Replacing the keyword for product types

tothambrus11 commented 5 months ago

Problem:

The current keyword for product type declarations in Hylo is type. This has caused confusion due to its generality, as it also applies to unions, tuples, etc. This generality makes discussing product types cumbersome.

Considerations:

sum and product keywords for enums and structs respectively
- Pros: Conceptually accurate
- Cons: Unfamiliar to many programmers, potential naming conflicts, and overloaded meanings in many domains.
class keyword:
- Pro: familiarity (JavaScript, Java, Kotlin, C#, etc.)
- Cons: Might be overly associated with inheritance-based polymorphism, which is a bit misleading as our protocol-based approach gives the programmer a different set of powers which they need to embrace using completely new design patterns than they were used to.
struct keyword:
- Pros:
- This is what people usually use in natural language to talk about the product type code construct.
- Familiarity for the main target audience (C++, Rust, Swift developers)
- No ambiguity in meaning

Proposal:

Change the keyword for product type declarations from type to struct.

Implications:

The refactoring would affect many files, including tests. I think it would be the best to also refactor all code usages of the term, e.g. ProductTypeDecl into StructDecl, so that contributors can easily find the code constructs by searching for the name of the code construct. This would mean a lot of merge conflicts for all the contributors working on something, so we should schedule this refactoring when all substantial work in progress is merged.

kyouko-taiga commented 5 months ago

I am not at all convinced by your premise.

This generality makes discussing product types cumbersome.

The parser can always disambiguate what type is being used for and I haven't seen any evidence that the syntax is confusing for users. Can you expand on why you think it is cumbersome?

dabrahams commented 5 months ago

According to his original post this came from direct experience attempting to talk about it with people. It's not about what the parser can handle; it's about what humans digest easily. And it seems entirely plausible to me; this isn't just any old type. You can't use the keyword to declare any of the non-nominal types and if there's ever first class support for Enums you won't use it there either.

AIM A
Please change the lines of the listing between the line holding "Where can you see the potted" and the line holding "<point>465,262</point>", inclusive, so that "Recorded points" becomes "Marked points" and nothing else differs. Return only those lines.

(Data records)
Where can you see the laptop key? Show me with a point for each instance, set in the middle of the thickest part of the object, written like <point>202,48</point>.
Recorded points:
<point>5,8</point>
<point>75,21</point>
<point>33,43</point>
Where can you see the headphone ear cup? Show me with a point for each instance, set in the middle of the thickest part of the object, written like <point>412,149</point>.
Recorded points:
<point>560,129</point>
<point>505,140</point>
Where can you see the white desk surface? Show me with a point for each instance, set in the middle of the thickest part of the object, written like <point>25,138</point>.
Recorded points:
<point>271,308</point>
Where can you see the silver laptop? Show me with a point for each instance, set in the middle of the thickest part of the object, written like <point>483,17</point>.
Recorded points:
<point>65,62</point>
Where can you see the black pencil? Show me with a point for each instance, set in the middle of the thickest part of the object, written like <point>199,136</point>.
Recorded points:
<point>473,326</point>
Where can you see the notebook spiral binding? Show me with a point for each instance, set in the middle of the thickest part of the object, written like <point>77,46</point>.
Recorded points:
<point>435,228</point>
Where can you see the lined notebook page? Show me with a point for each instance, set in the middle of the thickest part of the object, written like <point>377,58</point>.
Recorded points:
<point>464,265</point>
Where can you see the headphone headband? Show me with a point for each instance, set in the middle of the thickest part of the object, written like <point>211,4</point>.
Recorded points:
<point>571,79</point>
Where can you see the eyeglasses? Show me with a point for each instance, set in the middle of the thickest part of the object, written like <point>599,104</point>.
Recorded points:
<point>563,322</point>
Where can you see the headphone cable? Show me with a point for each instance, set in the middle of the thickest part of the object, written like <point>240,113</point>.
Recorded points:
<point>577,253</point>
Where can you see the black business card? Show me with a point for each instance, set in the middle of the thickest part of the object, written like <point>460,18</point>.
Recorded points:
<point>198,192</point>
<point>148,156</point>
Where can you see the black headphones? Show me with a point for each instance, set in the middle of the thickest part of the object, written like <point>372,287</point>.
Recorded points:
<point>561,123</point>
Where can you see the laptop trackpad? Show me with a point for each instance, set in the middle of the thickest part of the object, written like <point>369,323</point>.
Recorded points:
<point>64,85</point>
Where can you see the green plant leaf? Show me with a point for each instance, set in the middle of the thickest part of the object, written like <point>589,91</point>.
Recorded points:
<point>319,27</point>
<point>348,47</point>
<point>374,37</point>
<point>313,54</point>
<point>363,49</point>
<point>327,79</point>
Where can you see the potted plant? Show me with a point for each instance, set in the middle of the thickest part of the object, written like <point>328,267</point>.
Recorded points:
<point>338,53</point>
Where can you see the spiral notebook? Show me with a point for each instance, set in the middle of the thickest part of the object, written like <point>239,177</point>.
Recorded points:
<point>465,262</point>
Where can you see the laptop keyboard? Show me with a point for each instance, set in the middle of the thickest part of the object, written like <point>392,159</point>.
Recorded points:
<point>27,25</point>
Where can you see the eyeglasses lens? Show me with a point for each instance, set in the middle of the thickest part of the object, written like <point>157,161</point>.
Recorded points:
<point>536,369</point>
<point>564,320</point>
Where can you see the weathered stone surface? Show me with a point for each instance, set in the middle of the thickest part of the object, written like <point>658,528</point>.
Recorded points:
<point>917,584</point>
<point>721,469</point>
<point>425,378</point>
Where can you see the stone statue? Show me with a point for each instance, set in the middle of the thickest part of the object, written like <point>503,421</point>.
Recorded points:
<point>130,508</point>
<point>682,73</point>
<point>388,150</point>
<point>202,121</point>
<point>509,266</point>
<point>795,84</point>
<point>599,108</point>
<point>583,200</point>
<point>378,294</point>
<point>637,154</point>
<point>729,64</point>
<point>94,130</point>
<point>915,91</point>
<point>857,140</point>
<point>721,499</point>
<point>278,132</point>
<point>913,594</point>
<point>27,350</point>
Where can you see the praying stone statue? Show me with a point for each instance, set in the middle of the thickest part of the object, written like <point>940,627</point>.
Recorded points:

AIM B
Do these statements agree with the keyword discussion? For each, answer yes or no and quote the words of the discussion that decide it. (i) The proposal is to replace type with class. (ii) Familiarity from JavaScript, Java, Kotlin and C# is listed as a pro of the class keyword. (iii) kyouko-taiga states that the parser can always tell what type is being used for.

CORRECT OUTPUT A
Where can you see the potted plant? Show me with a point for each instance, set in the middle of the thickest part of the object, written like <point>328,267</point>.
Marked points:
<point>338,53</point>
Where can you see the spiral notebook? Show me with a point for each instance, set in the middle of the thickest part of the object, written like <point>239,177</point>.
Marked points:
<point>465,262</point>

CORRECT OUTPUT B
(i) No: "Change the keyword for product type declarations from type to struct."
(ii) Yes: "Pro: familiarity (JavaScript, Java, Kotlin, C#, etc.)"
(iii) Yes: "The parser can always disambiguate what type is being used for"